What you will do: Filter the entries beneath this task, copying only the lines that hold the word "monitor".

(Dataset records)
· · ·

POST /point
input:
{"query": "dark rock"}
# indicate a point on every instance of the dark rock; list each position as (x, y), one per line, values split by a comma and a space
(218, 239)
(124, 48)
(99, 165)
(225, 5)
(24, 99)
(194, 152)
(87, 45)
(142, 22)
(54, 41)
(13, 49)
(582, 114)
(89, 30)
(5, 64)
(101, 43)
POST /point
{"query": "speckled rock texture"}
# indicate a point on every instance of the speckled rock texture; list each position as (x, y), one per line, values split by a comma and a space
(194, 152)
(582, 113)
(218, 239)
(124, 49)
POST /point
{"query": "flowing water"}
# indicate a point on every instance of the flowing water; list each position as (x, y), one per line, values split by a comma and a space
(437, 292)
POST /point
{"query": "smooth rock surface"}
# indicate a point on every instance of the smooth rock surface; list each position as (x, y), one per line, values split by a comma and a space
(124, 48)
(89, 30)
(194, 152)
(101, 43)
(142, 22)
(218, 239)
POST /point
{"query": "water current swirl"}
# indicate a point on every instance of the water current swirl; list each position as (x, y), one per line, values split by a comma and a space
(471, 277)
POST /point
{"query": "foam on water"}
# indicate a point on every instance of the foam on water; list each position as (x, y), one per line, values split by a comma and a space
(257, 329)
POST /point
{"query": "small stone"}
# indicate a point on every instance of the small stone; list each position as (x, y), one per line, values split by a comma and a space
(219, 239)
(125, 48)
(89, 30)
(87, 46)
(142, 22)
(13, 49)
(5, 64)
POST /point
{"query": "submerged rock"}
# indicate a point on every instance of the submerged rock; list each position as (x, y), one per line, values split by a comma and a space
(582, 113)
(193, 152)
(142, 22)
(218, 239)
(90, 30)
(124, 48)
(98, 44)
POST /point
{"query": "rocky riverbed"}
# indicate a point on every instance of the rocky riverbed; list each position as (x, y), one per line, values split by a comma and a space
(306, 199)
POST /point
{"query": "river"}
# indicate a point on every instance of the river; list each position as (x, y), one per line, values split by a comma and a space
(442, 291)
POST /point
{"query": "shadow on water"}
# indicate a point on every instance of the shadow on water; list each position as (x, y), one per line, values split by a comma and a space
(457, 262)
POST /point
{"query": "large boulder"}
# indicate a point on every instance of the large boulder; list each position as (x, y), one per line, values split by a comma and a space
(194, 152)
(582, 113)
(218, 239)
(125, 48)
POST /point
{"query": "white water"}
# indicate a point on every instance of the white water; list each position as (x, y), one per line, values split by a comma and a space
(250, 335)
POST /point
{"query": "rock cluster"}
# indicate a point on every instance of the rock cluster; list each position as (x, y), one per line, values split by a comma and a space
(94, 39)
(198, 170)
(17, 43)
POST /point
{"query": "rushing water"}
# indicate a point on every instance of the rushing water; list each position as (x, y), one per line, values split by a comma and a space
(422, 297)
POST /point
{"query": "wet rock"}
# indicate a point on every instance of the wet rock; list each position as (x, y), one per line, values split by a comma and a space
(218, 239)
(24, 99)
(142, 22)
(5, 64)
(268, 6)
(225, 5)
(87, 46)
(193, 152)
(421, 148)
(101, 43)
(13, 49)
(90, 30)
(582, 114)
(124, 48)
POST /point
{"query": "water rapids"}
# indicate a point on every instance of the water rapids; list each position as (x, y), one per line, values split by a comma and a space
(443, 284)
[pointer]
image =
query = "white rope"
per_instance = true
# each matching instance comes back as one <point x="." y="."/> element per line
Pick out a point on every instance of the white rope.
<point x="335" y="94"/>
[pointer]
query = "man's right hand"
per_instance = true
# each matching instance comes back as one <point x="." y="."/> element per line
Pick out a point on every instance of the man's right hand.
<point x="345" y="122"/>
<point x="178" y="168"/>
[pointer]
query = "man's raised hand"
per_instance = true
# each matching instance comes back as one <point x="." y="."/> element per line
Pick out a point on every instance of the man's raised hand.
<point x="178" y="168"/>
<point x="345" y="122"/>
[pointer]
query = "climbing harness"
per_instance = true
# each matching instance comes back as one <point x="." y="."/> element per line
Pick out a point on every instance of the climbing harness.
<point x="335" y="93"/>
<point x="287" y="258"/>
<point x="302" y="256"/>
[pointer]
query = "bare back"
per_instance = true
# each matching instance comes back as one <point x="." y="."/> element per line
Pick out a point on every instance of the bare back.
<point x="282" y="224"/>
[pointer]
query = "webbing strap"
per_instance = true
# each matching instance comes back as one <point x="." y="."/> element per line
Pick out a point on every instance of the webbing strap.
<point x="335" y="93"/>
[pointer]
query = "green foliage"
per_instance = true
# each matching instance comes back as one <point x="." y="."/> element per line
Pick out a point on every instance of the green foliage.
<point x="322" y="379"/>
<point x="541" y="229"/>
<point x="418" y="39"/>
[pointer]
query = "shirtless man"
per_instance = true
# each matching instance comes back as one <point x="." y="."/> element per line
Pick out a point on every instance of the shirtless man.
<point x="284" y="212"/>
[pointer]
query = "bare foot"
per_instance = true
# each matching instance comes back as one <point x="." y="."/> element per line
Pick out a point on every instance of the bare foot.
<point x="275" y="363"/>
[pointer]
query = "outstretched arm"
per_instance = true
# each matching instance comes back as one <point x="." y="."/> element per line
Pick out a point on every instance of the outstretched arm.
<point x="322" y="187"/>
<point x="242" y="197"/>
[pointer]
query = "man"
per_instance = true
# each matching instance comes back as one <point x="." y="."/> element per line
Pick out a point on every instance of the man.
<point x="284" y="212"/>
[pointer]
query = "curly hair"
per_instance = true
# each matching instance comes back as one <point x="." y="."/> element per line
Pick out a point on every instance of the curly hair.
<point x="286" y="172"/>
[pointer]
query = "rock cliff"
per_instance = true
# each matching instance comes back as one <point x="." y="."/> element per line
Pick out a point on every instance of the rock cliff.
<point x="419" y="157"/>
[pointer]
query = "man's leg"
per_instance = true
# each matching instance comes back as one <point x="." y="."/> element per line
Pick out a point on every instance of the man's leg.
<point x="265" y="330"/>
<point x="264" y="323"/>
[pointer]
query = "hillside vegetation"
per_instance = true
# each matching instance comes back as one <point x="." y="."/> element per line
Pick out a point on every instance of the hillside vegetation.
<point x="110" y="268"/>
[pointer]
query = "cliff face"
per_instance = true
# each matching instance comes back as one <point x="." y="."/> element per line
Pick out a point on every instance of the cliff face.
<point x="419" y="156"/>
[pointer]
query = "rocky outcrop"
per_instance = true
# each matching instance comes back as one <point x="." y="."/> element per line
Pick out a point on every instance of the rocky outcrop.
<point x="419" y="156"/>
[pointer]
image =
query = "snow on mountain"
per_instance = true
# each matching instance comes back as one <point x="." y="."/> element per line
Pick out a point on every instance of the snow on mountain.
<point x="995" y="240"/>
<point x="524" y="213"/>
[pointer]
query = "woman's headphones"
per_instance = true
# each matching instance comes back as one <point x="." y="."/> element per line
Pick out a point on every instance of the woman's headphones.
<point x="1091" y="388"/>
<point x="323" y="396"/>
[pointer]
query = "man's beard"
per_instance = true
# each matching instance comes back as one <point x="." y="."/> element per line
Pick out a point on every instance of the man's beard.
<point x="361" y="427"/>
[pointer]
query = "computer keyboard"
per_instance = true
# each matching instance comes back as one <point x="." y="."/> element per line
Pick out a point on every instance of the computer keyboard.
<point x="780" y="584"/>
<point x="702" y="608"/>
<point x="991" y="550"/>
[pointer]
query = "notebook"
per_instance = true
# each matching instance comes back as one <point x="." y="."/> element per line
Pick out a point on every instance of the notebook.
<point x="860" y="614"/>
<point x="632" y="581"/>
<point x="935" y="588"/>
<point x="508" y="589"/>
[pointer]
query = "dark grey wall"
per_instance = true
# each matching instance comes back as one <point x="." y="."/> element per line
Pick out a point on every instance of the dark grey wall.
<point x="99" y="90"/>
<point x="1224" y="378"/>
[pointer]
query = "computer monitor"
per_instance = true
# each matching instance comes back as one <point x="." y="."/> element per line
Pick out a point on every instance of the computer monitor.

· · ·

Expected answer:
query = "computer monitor"
Pick out a point on every instance of the computer monitor.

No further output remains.